◆ **Aim of the task**: In the listing below, render the lines from the one containing "For each <instance>, generate" through the one containing "box: [367, 273, 419, 308]", both ends included, as a Markdown table with the columns Row and Line. Number each line in the Row column, and leave out any blank lines.

◆ **Data to use**:
⟨
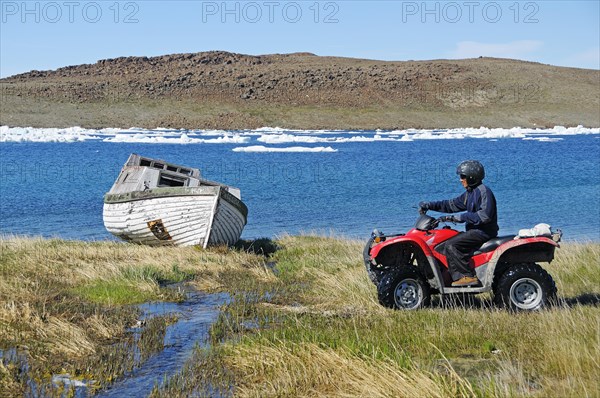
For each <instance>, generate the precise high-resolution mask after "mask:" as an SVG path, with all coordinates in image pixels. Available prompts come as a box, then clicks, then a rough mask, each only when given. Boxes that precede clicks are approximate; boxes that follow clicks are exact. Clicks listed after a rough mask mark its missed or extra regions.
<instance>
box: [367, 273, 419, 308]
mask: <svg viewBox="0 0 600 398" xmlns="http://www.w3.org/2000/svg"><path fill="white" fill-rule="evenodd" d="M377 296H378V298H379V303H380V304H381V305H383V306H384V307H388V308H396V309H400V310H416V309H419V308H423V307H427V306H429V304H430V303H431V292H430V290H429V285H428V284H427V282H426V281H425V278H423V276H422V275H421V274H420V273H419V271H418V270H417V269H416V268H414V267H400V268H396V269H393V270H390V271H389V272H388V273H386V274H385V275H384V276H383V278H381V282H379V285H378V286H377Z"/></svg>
⟩
⟨
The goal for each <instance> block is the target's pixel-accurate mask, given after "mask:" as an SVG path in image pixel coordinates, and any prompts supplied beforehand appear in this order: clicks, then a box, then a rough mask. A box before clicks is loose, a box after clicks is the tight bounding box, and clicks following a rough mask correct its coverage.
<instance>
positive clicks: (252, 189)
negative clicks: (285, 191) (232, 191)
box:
⟩
⟨
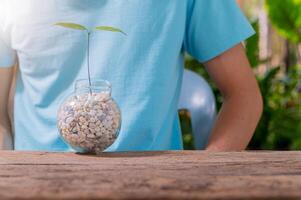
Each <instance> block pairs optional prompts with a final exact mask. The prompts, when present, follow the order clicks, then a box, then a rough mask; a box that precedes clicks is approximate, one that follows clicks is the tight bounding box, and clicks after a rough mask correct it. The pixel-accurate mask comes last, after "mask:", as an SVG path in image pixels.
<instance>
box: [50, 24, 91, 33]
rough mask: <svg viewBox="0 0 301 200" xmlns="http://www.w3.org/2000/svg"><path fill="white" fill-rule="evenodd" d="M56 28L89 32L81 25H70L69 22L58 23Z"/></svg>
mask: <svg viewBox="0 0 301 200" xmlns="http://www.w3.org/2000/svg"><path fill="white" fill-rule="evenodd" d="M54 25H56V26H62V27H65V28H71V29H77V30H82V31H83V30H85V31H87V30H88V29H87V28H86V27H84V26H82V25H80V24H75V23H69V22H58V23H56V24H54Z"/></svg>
⟩
◆ **Written answer**:
| Row | Line |
|---|---|
| 1 | For each <instance>, generate the precise high-resolution mask after "mask:" as an SVG path, with all coordinates in image pixels. Available prompts come as a box, then clicks, then a rough mask, each only when given. Boxes that precede clicks are approximate; boxes that follow clicks are exact. Clicks listed after a rough mask mark its missed or extra regions. |
| 2 | <instance> |
| 3 | box: [367, 273, 419, 308] |